**What you need to do**: Select from the data all lines with the word "below".

**Stored records**:
◆ ◆ ◆ ◆ ◆

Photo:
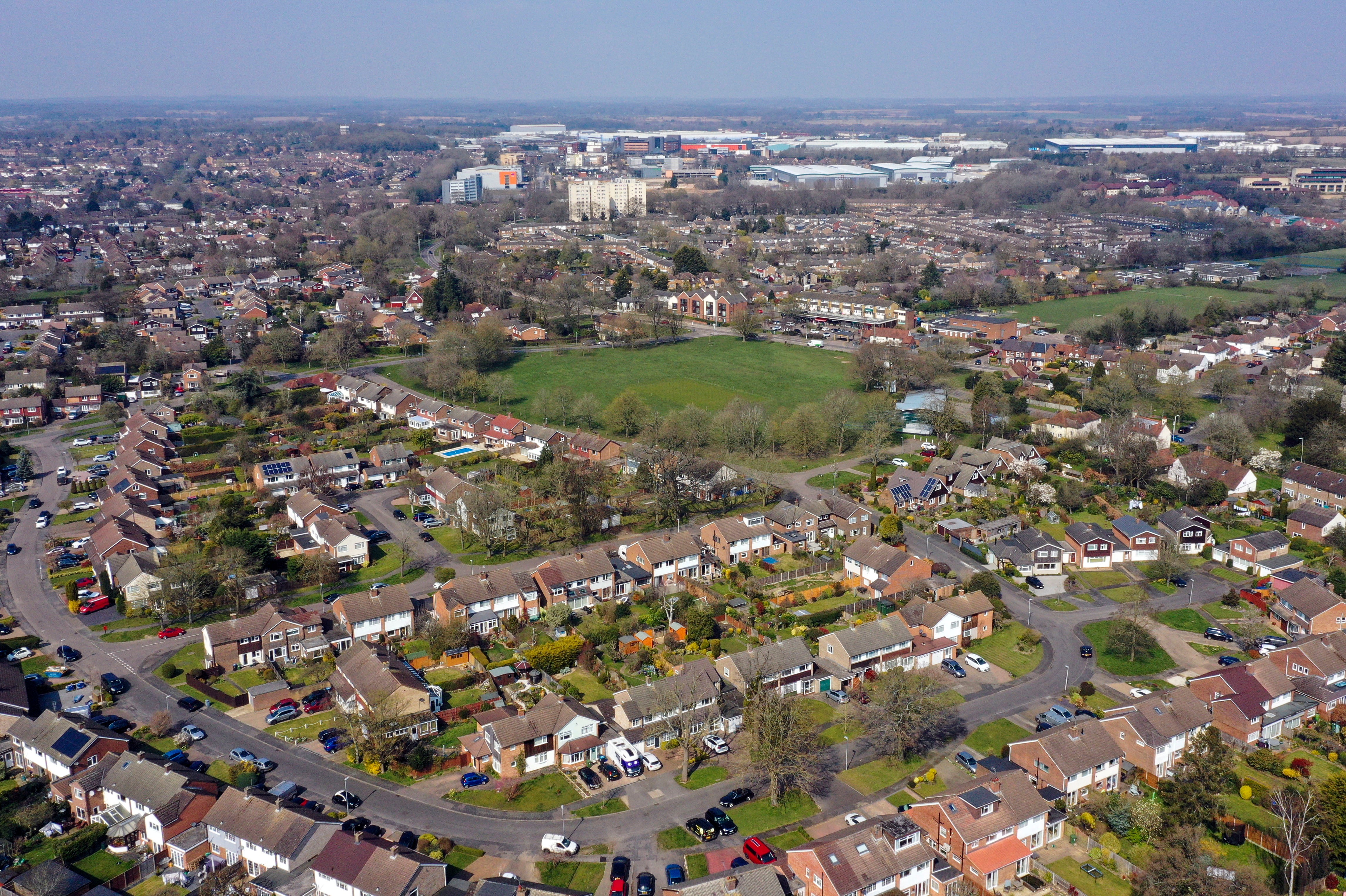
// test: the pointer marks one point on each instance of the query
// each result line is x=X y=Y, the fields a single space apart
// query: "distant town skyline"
x=513 y=50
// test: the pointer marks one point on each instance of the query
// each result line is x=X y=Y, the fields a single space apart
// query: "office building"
x=602 y=200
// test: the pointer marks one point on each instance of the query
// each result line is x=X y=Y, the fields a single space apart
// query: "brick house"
x=987 y=828
x=62 y=745
x=1075 y=758
x=1313 y=523
x=555 y=732
x=1157 y=730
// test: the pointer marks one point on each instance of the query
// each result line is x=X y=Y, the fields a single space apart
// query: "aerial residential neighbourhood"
x=917 y=473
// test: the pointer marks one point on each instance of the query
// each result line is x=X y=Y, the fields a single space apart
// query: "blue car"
x=474 y=780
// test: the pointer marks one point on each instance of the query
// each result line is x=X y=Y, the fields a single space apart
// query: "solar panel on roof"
x=71 y=743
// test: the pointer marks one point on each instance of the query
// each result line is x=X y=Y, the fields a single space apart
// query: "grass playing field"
x=706 y=373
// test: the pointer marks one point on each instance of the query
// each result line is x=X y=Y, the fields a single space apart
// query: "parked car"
x=702 y=829
x=757 y=851
x=735 y=797
x=722 y=821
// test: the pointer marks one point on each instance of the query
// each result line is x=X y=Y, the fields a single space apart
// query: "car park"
x=757 y=852
x=735 y=797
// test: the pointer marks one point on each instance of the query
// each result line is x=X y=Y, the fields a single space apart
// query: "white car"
x=977 y=662
x=715 y=745
x=559 y=844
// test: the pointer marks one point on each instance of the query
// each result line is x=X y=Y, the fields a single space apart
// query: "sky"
x=523 y=50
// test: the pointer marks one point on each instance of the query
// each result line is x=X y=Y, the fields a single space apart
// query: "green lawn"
x=760 y=816
x=705 y=777
x=1107 y=886
x=1100 y=578
x=1184 y=619
x=1001 y=650
x=1121 y=664
x=536 y=796
x=590 y=689
x=881 y=774
x=990 y=738
x=703 y=372
x=676 y=839
x=606 y=808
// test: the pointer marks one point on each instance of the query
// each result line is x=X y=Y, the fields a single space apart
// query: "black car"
x=735 y=797
x=722 y=821
x=702 y=829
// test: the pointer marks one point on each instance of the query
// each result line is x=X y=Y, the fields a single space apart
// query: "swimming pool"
x=457 y=453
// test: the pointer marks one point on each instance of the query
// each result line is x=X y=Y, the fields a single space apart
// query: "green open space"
x=1121 y=664
x=1001 y=649
x=1184 y=619
x=881 y=774
x=707 y=373
x=535 y=796
x=990 y=738
x=760 y=816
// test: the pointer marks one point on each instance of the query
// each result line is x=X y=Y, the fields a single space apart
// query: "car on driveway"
x=977 y=662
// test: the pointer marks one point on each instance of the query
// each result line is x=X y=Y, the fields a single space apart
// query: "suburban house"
x=356 y=864
x=1309 y=485
x=989 y=827
x=369 y=676
x=1188 y=531
x=485 y=599
x=61 y=745
x=271 y=633
x=1252 y=701
x=376 y=614
x=1307 y=609
x=1313 y=523
x=1092 y=545
x=886 y=570
x=695 y=695
x=1157 y=730
x=1235 y=477
x=1260 y=554
x=1075 y=758
x=963 y=619
x=787 y=666
x=266 y=832
x=670 y=557
x=741 y=539
x=1069 y=424
x=558 y=731
x=1138 y=541
x=873 y=857
x=136 y=797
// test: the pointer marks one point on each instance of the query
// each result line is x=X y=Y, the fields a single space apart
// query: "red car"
x=757 y=852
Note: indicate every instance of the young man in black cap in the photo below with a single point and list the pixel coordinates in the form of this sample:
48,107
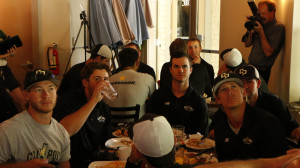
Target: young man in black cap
180,103
85,115
142,67
267,101
243,131
72,81
33,138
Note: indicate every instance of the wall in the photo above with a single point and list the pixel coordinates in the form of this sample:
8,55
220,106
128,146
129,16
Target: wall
15,19
295,59
51,22
233,17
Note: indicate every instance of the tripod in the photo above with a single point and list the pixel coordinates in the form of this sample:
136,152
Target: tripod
85,24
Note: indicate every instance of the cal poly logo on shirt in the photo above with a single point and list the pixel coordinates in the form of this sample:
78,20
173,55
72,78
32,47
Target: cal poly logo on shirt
247,140
188,108
101,118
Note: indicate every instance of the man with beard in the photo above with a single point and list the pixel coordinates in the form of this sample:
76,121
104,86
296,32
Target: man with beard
85,115
33,138
267,101
180,103
243,131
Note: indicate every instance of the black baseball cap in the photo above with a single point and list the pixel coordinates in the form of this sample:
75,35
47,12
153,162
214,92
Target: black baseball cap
247,72
38,75
226,77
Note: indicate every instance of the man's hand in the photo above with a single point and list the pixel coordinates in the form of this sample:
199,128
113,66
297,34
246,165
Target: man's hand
10,52
135,156
97,94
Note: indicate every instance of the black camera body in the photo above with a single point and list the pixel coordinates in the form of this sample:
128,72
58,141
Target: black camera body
249,25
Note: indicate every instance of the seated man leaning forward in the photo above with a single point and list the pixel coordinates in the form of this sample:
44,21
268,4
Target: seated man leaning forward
132,87
85,116
243,131
33,139
180,103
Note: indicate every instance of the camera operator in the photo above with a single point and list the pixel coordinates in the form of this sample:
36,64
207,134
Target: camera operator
266,39
7,78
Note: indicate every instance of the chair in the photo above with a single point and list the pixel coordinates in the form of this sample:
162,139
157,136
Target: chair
124,114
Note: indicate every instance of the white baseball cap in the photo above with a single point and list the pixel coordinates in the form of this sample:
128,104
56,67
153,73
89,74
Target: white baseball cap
153,137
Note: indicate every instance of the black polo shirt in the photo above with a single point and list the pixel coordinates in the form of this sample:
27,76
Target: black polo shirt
261,136
189,110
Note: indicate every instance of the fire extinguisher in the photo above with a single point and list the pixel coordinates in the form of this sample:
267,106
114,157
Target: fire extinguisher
52,55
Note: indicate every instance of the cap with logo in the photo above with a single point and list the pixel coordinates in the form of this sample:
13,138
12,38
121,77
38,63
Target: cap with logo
226,77
38,75
102,50
247,72
153,137
232,57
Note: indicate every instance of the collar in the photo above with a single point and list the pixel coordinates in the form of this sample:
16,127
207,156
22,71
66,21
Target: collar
269,24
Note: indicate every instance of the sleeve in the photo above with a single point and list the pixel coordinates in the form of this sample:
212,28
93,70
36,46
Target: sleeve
152,73
202,123
165,76
63,108
5,152
211,72
285,116
151,84
153,104
65,83
65,153
108,133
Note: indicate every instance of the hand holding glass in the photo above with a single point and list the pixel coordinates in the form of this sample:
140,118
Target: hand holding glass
109,92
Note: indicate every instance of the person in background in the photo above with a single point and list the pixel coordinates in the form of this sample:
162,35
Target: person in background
180,103
267,101
266,38
153,143
165,75
233,59
85,115
194,49
72,81
243,131
132,87
143,68
7,78
33,138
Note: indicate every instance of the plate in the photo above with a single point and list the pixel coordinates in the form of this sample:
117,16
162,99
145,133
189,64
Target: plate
200,144
107,164
115,143
118,134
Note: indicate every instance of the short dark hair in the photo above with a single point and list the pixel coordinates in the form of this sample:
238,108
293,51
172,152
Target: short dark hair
270,3
136,46
177,45
88,69
195,39
180,54
128,56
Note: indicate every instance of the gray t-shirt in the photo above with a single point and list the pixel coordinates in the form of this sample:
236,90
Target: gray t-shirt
23,139
132,88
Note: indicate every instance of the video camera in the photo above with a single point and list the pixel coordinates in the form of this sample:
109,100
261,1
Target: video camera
8,43
249,25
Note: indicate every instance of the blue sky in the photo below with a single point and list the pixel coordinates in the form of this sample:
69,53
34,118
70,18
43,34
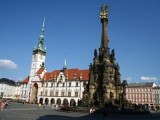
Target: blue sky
73,30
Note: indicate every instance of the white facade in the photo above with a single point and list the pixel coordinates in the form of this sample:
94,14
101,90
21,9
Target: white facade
156,95
7,91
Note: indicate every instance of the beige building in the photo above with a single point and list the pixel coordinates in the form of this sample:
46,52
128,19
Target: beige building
156,95
140,93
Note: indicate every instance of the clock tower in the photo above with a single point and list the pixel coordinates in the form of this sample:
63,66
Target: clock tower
38,56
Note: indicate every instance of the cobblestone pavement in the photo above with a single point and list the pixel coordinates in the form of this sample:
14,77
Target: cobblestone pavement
19,111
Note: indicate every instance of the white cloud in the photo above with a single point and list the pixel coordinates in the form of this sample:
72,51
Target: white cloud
7,64
148,78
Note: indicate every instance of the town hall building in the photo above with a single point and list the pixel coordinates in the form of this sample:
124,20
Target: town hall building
64,86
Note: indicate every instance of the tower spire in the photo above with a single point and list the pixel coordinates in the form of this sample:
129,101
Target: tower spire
65,64
104,21
41,37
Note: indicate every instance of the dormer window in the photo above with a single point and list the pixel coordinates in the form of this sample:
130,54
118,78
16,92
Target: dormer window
50,77
76,84
61,77
80,77
74,76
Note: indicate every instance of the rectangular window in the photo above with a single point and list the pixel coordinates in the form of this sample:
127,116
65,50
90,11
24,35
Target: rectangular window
76,84
76,94
46,84
84,84
45,93
56,93
69,94
62,94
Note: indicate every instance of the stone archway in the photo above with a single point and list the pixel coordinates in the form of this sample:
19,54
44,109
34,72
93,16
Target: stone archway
65,102
34,93
58,101
52,101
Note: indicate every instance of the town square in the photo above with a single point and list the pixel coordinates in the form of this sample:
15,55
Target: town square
101,75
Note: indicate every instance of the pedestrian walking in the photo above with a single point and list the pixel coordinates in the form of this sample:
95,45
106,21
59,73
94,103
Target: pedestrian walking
44,106
39,106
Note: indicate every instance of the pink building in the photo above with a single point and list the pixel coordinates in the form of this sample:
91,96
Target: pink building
140,93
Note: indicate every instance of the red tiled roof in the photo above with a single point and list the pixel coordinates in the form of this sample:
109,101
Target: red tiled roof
70,72
26,80
40,70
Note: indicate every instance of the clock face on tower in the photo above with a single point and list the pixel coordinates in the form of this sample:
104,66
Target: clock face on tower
41,56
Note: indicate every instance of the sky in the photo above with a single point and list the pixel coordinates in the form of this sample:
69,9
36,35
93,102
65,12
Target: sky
73,30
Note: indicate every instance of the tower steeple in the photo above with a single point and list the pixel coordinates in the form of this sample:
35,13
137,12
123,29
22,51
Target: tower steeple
38,55
65,64
104,21
41,37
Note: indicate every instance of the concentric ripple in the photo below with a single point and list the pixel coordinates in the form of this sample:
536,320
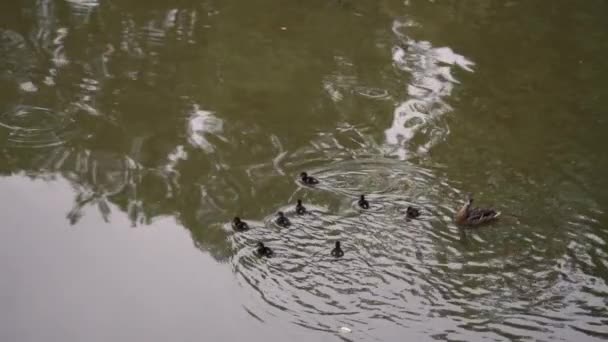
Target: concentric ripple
422,276
34,127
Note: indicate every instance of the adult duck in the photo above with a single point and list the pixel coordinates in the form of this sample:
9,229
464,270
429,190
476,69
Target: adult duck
469,216
337,252
300,209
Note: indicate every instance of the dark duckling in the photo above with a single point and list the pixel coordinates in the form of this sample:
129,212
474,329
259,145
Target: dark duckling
300,209
238,225
337,252
363,203
412,212
474,216
282,220
308,180
264,251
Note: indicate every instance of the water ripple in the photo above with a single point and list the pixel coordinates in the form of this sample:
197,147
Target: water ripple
404,272
30,126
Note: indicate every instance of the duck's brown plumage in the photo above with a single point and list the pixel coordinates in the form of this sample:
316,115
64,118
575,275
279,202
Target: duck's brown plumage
475,216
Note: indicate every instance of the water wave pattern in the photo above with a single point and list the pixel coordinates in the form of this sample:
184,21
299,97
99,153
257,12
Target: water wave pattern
417,122
424,276
33,127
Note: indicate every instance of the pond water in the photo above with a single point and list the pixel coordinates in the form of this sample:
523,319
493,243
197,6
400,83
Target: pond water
132,132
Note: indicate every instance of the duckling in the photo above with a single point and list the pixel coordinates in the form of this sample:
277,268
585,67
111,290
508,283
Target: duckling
308,180
238,225
412,212
363,203
282,220
264,251
300,209
337,252
474,216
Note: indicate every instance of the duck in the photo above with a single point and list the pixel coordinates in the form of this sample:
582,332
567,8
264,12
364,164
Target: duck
337,252
475,216
264,251
363,203
308,180
300,209
282,220
412,212
239,225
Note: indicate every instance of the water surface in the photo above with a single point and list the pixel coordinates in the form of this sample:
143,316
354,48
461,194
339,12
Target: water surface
132,132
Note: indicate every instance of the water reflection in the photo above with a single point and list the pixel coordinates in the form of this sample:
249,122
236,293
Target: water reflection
417,125
200,112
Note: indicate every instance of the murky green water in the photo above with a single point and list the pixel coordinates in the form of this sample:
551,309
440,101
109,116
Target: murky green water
131,132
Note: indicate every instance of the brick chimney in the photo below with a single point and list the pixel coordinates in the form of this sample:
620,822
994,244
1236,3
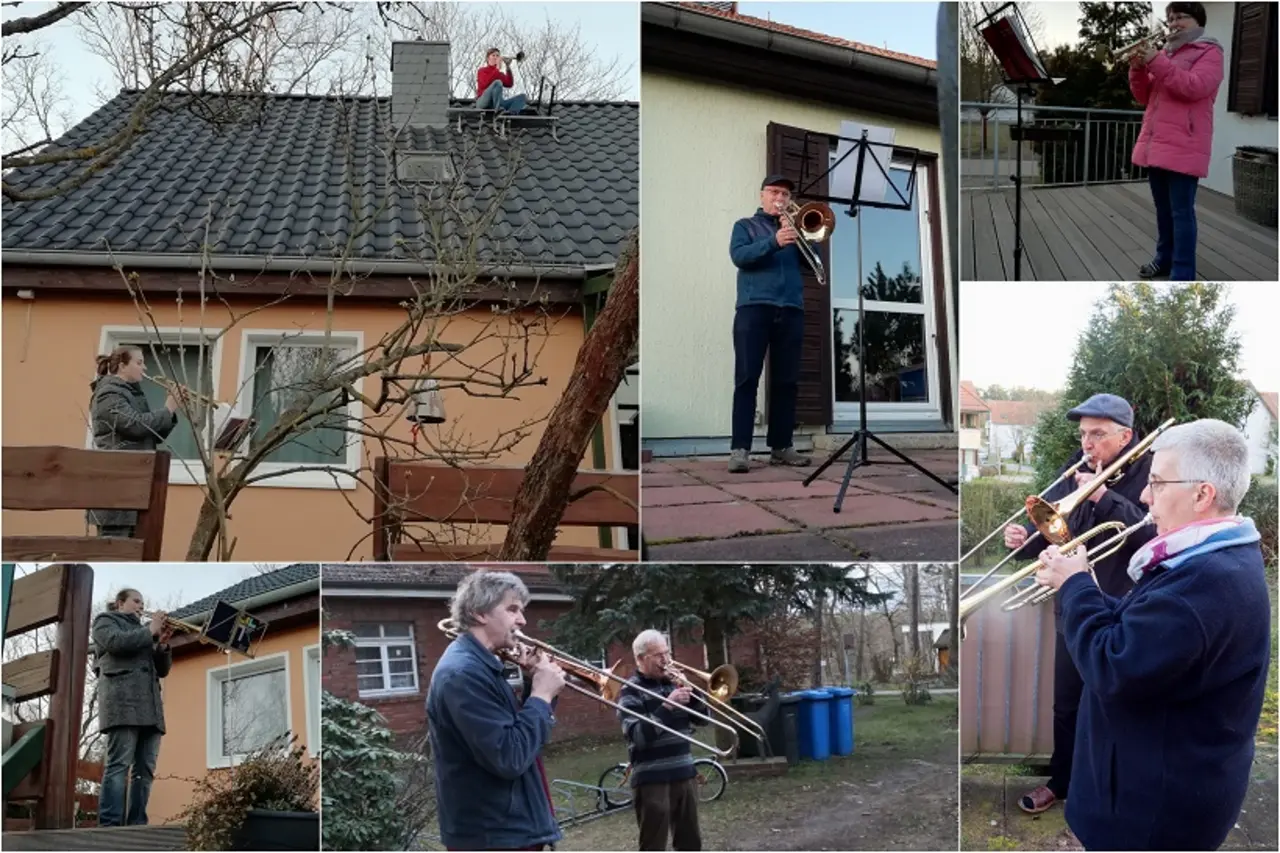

◆ ◆ ◆ ◆ ◆

**Exercise solution**:
Note: indicate every instance of the young man in black cap in the photo below with a single point and list the pixel coordinates in the form of this sample:
Note: indicate every instance of the blue sky in the photo below with a single point and list the pixel coordinates in the form of this sample:
Note: indicate every instance of the concentric ripple in the photo below with a single point and list the pixel coordinates in the form of this sample:
Note: indicate every instance of the brick chimney in the photo below with a single point and list the pixel coordinates in the form of this sample:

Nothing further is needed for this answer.